* BEGIN EXTRACT PROVIDED *

Abstract digital artwork featuring smooth, overlapping curved shapes in shades of green and blue on a black background.

Kafka message size best practice

Table of contents

Factor House
May 10th, 2026
xx min read

Every Kafka cluster operates under a set of message-size constraints, and getting them wrong costs you in ways that are not always immediately obvious: silent replication stalls, infinite producer retry loops, page-cache eviction cascades, and hard architectural ceilings imposed by cloud providers. This guide covers the sizing targets that production operators at scale converge on, how the configuration chain works, and what to do when your use case genuinely requires large messages.

* END EXTRACT PROVIDED *
* BEGIN MATERIAL FOR THIS TASK *

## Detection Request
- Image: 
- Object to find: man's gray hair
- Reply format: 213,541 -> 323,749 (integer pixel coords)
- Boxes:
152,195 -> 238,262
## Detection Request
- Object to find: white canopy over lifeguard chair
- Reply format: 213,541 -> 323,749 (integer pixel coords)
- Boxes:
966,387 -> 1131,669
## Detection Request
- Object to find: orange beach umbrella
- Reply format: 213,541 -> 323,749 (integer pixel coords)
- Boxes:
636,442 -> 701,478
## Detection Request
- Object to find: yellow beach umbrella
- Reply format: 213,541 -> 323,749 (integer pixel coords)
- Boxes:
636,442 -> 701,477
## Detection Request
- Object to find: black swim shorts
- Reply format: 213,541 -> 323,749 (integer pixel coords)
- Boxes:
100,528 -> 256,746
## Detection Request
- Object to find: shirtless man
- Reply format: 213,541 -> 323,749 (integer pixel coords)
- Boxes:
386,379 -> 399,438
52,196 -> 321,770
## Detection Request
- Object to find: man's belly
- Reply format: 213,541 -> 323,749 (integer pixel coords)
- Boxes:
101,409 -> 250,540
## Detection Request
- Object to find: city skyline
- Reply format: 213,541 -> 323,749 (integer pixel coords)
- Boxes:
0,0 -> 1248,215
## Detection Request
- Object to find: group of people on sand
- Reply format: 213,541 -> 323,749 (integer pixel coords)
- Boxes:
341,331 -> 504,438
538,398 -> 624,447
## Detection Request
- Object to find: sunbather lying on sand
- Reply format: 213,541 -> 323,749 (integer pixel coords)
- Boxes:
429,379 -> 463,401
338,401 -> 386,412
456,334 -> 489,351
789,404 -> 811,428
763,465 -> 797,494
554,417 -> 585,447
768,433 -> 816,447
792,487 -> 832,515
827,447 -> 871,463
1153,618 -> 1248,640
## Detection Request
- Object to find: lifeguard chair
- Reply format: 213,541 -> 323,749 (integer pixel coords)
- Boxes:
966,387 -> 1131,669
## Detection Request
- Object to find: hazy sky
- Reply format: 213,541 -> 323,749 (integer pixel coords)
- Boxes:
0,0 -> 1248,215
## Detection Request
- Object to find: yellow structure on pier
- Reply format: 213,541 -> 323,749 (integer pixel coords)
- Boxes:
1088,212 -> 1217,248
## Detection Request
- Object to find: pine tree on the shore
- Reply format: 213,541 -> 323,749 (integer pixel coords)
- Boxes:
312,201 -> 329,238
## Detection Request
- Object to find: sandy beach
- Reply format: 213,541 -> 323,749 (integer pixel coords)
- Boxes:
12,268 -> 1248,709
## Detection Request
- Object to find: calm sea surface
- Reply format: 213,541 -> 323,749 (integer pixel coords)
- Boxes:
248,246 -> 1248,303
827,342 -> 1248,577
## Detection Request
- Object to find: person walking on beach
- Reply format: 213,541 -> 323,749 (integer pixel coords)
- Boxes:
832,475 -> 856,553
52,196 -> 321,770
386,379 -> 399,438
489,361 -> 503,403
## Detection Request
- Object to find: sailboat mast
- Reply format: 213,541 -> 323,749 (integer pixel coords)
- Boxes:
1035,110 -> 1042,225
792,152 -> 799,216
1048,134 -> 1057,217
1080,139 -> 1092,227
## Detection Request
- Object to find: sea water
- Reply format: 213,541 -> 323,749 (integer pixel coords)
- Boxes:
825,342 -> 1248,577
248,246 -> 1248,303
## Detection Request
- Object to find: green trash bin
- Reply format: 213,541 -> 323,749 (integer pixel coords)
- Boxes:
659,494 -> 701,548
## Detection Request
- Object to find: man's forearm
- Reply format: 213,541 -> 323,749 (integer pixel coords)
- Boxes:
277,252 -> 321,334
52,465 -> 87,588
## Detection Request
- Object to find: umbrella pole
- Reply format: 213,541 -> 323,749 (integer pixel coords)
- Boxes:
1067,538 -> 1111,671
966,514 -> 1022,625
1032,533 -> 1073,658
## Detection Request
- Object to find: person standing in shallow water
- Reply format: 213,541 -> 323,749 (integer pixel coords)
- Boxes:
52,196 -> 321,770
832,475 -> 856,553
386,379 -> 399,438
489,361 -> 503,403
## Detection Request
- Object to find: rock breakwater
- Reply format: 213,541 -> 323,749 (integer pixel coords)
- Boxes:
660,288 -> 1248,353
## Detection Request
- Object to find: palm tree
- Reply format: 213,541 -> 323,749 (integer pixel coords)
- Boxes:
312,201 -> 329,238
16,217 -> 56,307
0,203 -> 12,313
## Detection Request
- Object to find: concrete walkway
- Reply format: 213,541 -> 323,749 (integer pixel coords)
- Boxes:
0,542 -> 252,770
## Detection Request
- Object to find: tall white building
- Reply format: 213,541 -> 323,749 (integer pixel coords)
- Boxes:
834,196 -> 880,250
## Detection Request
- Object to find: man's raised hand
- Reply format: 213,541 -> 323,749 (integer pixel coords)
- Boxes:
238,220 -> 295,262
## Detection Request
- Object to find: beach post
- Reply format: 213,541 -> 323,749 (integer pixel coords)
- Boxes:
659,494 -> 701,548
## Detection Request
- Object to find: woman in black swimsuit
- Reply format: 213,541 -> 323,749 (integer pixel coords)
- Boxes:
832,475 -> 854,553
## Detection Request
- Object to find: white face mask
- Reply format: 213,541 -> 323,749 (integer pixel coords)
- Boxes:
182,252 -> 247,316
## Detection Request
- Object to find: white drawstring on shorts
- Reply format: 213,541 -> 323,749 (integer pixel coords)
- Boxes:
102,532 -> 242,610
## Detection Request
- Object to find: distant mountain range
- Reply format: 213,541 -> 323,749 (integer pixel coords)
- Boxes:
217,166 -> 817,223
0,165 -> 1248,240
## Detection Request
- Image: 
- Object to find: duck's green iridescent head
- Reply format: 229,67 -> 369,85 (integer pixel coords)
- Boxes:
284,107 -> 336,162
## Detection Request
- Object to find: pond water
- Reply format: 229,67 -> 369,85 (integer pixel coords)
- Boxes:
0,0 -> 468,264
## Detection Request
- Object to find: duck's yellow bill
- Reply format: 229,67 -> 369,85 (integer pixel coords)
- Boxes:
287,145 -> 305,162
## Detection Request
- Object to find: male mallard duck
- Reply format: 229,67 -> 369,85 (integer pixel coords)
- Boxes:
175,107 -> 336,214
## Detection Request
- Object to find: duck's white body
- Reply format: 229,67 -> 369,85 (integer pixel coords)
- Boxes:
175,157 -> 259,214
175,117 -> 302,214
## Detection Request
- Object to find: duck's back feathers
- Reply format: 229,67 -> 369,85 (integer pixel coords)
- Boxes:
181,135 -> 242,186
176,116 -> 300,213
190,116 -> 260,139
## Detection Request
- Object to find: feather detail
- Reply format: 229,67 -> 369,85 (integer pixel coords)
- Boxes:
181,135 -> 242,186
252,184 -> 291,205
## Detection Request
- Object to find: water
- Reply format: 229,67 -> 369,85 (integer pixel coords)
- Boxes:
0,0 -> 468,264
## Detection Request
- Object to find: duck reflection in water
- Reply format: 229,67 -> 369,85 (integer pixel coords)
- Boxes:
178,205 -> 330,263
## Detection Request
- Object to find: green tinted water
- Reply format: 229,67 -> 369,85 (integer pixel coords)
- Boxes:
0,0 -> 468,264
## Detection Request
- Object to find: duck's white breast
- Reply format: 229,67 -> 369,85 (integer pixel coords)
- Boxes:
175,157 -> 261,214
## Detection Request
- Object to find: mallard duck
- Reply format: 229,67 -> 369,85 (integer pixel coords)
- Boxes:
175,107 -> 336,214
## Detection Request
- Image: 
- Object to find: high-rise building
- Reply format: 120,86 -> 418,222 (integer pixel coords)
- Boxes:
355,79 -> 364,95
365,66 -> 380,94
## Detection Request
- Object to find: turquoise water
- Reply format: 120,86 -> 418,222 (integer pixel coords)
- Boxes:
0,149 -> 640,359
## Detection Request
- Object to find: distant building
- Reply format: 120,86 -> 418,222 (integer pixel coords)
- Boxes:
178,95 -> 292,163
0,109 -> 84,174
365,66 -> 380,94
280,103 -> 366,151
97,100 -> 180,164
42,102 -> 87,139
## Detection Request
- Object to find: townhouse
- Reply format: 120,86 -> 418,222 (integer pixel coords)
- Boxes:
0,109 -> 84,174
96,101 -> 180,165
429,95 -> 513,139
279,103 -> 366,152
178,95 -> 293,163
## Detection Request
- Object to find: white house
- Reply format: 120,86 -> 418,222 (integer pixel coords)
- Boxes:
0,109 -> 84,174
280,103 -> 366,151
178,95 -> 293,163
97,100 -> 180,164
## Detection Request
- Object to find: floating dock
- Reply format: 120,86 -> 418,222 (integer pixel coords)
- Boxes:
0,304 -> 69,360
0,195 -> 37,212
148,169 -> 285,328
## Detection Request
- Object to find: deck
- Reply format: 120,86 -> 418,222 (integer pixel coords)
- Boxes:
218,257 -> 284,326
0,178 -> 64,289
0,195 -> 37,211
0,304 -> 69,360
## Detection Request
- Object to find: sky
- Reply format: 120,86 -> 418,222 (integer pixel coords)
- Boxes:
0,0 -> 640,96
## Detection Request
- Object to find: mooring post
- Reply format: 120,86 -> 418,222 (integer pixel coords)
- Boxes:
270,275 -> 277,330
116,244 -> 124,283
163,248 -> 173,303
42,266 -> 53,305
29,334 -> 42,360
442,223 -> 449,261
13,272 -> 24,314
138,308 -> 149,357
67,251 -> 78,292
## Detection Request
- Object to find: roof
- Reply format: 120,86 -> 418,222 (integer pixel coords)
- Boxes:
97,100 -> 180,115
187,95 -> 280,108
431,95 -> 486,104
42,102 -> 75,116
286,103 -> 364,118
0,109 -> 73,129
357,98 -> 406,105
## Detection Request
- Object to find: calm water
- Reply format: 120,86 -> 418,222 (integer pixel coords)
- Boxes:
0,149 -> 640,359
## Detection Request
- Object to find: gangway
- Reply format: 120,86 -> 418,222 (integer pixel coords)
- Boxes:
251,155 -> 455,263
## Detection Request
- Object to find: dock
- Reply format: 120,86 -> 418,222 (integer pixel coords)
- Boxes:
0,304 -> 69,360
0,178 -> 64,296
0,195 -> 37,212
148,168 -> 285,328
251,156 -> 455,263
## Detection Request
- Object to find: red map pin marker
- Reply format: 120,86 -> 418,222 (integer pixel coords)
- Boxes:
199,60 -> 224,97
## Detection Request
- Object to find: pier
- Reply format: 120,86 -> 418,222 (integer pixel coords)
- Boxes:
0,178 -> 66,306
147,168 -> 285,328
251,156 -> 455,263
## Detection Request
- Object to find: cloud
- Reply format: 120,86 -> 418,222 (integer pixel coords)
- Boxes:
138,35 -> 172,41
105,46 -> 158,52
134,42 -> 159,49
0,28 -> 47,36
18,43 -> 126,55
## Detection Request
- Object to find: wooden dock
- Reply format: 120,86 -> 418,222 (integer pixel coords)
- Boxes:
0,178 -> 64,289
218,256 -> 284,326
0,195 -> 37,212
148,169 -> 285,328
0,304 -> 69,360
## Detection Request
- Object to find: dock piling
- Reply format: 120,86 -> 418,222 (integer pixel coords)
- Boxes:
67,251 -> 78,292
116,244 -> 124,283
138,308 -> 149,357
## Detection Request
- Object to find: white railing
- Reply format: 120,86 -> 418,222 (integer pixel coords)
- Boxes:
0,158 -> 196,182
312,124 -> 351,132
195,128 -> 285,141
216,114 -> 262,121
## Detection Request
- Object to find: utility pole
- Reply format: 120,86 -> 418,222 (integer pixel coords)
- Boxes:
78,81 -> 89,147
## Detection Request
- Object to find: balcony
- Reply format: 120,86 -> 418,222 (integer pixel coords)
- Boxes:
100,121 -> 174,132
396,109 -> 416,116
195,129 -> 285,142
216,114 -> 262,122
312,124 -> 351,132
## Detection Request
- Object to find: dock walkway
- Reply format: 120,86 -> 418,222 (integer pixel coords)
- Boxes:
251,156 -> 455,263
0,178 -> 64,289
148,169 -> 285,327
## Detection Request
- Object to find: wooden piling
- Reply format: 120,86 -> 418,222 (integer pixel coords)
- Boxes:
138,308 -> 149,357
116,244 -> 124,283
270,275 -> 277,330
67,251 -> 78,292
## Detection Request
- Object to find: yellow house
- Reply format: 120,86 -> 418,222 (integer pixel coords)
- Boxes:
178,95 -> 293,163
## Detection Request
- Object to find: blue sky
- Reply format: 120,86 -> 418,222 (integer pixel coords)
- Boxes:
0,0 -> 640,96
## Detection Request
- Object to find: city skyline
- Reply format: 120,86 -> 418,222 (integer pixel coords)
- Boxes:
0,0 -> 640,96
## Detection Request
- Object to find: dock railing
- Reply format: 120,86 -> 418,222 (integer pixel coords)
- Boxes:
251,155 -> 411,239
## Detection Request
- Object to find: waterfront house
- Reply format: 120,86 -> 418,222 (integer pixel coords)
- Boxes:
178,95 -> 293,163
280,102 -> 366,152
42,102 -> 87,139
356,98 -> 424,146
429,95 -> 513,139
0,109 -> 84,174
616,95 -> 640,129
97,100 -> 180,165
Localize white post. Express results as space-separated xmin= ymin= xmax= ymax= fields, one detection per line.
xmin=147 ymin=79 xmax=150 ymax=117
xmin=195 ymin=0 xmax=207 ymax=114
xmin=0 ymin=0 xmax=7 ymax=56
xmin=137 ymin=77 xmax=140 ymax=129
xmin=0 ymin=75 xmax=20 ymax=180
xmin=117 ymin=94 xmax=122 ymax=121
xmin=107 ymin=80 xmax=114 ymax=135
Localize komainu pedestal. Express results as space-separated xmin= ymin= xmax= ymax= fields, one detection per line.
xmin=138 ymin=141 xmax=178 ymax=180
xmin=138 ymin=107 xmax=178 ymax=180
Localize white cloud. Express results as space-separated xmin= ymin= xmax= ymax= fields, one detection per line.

* END MATERIAL FOR THIS TASK *

WHAT THIS EXERCISE ASKS:
1. From the Kafka message size article, list the costs it names for getting message-size constraints wrong.
2. Pick out every line of the records that contains the word "person", matching case exactly.

TASK-BY-TASK SOLUTIONS:
1.
- silent replication stalls
- infinite producer retry loops
- page-cache eviction cascades
- hard architectural ceilings imposed by cloud providers

2.
- Object to find: person walking on beach
- Object to find: person standing in shallow water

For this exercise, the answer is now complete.